> **Goal**
Swap "place a point" for "mark a spot" throughout the records below, and leave every other word unchanged.

> **The input**

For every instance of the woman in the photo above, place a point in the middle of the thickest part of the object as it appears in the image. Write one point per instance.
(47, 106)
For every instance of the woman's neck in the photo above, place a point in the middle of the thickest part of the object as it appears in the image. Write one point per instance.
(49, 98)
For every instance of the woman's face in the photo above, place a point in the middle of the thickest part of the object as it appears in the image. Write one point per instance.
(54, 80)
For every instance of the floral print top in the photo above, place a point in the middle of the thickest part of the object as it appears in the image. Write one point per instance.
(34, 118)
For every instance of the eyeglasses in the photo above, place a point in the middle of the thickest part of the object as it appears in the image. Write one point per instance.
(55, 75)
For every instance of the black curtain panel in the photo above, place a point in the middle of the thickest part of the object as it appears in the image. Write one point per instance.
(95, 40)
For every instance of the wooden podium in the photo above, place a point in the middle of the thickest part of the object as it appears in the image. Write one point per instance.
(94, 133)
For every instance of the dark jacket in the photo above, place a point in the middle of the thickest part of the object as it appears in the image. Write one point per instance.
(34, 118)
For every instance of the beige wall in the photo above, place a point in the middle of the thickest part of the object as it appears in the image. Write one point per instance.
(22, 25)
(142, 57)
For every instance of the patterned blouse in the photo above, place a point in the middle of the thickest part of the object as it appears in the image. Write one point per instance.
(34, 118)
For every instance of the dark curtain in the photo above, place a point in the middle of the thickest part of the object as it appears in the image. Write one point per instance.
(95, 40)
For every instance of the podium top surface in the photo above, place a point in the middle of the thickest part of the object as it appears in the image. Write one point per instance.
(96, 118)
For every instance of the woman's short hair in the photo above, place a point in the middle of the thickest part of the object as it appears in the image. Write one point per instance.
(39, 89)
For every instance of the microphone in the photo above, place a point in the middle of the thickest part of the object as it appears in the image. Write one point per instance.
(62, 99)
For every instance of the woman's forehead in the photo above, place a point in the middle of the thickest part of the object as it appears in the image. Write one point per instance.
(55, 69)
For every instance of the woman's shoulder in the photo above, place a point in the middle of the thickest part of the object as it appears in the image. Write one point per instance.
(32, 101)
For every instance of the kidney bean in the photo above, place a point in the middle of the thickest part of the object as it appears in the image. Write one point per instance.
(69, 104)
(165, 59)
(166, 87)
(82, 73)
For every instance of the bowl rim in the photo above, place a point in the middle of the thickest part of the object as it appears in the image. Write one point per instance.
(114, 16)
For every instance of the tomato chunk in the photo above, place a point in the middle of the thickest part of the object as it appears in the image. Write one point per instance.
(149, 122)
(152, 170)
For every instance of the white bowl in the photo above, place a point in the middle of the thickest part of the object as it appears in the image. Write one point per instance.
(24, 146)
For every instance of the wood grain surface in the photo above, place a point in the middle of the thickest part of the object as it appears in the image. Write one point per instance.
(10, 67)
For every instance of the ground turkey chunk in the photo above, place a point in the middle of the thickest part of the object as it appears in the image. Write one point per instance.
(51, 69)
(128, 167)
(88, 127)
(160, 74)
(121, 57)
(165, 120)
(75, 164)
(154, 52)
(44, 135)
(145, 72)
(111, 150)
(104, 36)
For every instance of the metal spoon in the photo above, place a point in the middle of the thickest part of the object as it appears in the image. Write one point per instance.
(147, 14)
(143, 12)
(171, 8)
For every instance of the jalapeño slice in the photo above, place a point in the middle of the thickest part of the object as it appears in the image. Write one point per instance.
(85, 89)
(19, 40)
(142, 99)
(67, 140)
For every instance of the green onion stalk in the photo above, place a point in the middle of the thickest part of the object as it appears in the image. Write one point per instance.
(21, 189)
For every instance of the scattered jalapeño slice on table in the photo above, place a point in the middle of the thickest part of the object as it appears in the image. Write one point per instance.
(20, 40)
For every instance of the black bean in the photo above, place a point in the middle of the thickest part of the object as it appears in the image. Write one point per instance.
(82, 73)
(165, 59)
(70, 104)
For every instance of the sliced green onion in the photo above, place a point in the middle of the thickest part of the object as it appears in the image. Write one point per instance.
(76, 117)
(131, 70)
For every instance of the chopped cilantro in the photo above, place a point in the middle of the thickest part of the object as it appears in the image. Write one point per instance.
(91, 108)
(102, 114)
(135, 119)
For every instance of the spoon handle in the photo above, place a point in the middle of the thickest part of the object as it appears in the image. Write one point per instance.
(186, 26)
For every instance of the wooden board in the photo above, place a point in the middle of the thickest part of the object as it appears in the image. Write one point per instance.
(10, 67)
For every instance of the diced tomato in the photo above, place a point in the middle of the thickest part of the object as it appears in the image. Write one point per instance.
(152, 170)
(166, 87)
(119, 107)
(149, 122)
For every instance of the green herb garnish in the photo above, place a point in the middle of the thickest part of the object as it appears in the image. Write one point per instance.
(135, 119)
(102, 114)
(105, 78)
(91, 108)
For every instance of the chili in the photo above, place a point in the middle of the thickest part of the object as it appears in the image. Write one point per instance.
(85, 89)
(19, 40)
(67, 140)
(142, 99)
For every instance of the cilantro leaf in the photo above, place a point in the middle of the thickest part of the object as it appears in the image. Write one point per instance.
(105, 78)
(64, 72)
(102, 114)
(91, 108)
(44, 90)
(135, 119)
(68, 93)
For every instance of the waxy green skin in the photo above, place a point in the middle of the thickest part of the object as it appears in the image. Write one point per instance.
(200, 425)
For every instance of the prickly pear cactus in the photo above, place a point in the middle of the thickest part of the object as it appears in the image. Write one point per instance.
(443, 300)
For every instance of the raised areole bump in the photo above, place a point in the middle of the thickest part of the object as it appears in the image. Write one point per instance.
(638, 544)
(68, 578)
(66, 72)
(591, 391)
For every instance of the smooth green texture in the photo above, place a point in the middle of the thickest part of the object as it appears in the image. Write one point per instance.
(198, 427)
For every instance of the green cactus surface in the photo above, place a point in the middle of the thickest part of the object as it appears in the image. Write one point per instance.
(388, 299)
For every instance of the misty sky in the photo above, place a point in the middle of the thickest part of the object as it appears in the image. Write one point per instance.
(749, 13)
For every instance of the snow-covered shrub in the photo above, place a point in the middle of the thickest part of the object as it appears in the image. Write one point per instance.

> **Response**
For every instance of the woman in the photo above, mark a spot in the middle of the thickest part of the object as it appears in the image. Write one point per instance.
(47, 106)
For every instance of the woman's neck in the photo above, mark a spot in the middle of the thickest part of the object as it appears in the image. Write one point per instance.
(49, 98)
For every instance of the woman's face in the photo above, mark a spot in the middle of the thickest part of the object as it appears in the image. Write one point per instance.
(54, 80)
For every instance of the floral print top in the photo above, mark a spot in the middle of the thickest part of the object as it appears in the image. Write one point per instance.
(34, 118)
For every instance of the eyeglasses in the photo above, mark a spot in the middle of the thickest part of the object as it appears in the image. Write one point per instance.
(55, 75)
For every instance of the black curtain panel in the photo above, mark a spot in the middle of the thickest part of the object as it appears in the image. Write one point per instance.
(95, 40)
For every instance of the wooden podium in the photo above, mark a spot in the middle of the thickest part of the object as it appears in the image. Write one point per instance.
(94, 133)
For every instance of the dark jacket in the photo above, mark a spot in the middle of the thickest part of the object as it appears in the image. Write one point per instance.
(34, 118)
For every instance of the beige wall in the photo above, mark a spot in the middle of the thickest part of the object as it appears in the image. Write one point per instance.
(22, 25)
(142, 57)
For every instance of the patterned blouse in the photo above, mark a spot in the middle of the thickest part of the object as it appears in the image. Write one point per instance.
(34, 118)
For every instance of the dark curtain in the photo above, mark a spot in the middle of the thickest part of the object as it appears in the image. Write one point per instance.
(95, 40)
For every instance of the podium top surface in the photo above, mark a spot in the middle of the thickest part of the object as it appears in the image. Write one point per instance.
(96, 118)
For every instance of the woman's short hair in the photo above, mark a spot in the middle of the thickest part of the object as it appears in the image. Write one point per instance.
(39, 89)
For every instance of the microphone in the photo above, mark a spot in the middle of the thickest part of the object as it appears in the image. Write one point per instance.
(62, 99)
For every instance of the woman's forehead in the photo above, mark a spot in the middle of the thickest part of the object as it appears in the image. Write one point per instance.
(55, 69)
For every instance of the woman's shoulder in the photo above, mark a spot in the middle of the thickest part of the object as it appears in the image. Write one point per instance.
(32, 101)
For every instance of the kidney bean in the photo above, mark a spot in the middle of the thickest part of the object as it appears in the image. Write one point per instance.
(69, 104)
(165, 59)
(166, 87)
(82, 73)
For every instance of the bowl rim in the photo above, mark a spot in the middle of the thickest part of the object as it appears in the image. Write one point per instance.
(114, 16)
For every instance of the tomato chunk in the photo above, mark a spot in the middle of the thickest part of the object as it appears in the image. Write one point per instance.
(149, 122)
(152, 170)
For every instance of the white bowl in the photo above, mark a spot in the middle of the thickest part of the object as it appears in the image. Write one point per instance.
(24, 146)
For every instance of the wood grain surface in the photo above, mark a spot in the middle of the thickest part of the object as it appears in the image. Write one point per instance.
(10, 67)
For every instance of the ground turkey chunk in the photo above, mark a spot in the middle of the thickest part of the object as it appears in the image. Write one point per instance.
(51, 69)
(128, 167)
(88, 127)
(160, 74)
(121, 57)
(165, 120)
(75, 164)
(154, 52)
(44, 135)
(145, 72)
(111, 150)
(104, 36)
For every instance of the metal spoon in the photo above, mark a spot in the middle of the thickest part of the object as it appears in the image. Write one point per instance.
(147, 14)
(143, 12)
(171, 8)
For every instance of the jalapeño slice in the photo above, mark a spot in the middle of the thickest part of the object as it appears in the image. Write one point per instance.
(85, 89)
(19, 40)
(142, 99)
(67, 140)
For every instance of the green onion stalk in the photo above, mark a spot in the middle of the thickest part of the object as it appears in the image. Write one point per instance.
(21, 189)
For every instance of the scattered jalapeño slice on table in the photo above, mark a spot in the middle of the thickest part of the object as it appears in the image. Write one point per instance.
(20, 40)
For every instance of the black bean in the photo above, mark a spot in the middle of the thickest part of the object as it appears in the image. Write one point per instance.
(82, 73)
(165, 59)
(70, 104)
For every instance of the sliced green onion in the photo above, mark a spot in the middle of the thickest part of the object as it appears in the image. Write one point per instance.
(76, 117)
(131, 70)
For every instance of the chopped cilantro in the photo above, mark a spot in the middle of the thickest part of the object as it appears in the image. Write one point per instance.
(91, 108)
(102, 114)
(135, 119)
For every instance of the spoon handle in the photo above, mark a spot in the middle of the thickest part of the object as it appears in the image. Write one point per instance.
(186, 26)
For every instance of the wooden board in the photo above, mark a spot in the middle of the thickest part of the object as it appears in the image. Write one point per instance.
(10, 67)
For every instance of the diced tomato in the photo above, mark a spot in the middle of the thickest part of the object as it appears in the image. Write one point per instance.
(152, 170)
(166, 87)
(119, 107)
(149, 122)
For every instance of the green herb garnish in the photo above, mark a spot in the middle of the thickest part of the object as it appears in the image. Write one point per instance.
(135, 119)
(102, 114)
(105, 78)
(91, 108)
For every instance of the chili in the photo above, mark a spot in the middle of the thickest part of the object as it appears in the image. Write one point per instance.
(85, 89)
(19, 40)
(67, 140)
(142, 99)
For every instance of the cilantro leaf in the photo above, mark a spot in the middle of the thickest part of the object as it appears in the image. Write one point per instance.
(105, 78)
(64, 72)
(102, 114)
(91, 108)
(44, 90)
(135, 119)
(68, 93)
For every instance of the waxy green skin in the photo above, mark a spot in the middle of the thickest part of the object as it appears in the image. Write one point per instance.
(200, 425)
For every instance of the prickly pear cactus in the photo above, mark a spot in the middle of the thickest part of the object as it appears in the image. Write one point per instance.
(443, 300)
For every instance of the raised areole bump in the photo above, mark a spot in the middle of the thickest part of the object as it appears in the image. Write one point per instance.
(638, 544)
(68, 578)
(66, 72)
(591, 391)
For every instance of the smooth green texture in the photo above, mark a spot in the middle of the thickest part of the object as it appears in the image. Write one point per instance.
(198, 427)
For every instance of the green cactus surface in the photo above, mark a spot in the middle of the thickest part of the object as it appears in the image. Write one point per instance.
(388, 299)
For every instance of the misty sky in the photo above, mark a spot in the middle of the thickest part of the object as it appears in the image. Write one point per instance.
(749, 13)
For every instance of the snow-covered shrub in the photo above, mark a spot in the middle of the thickest part of the object as it appears in the image. Write one point per instance.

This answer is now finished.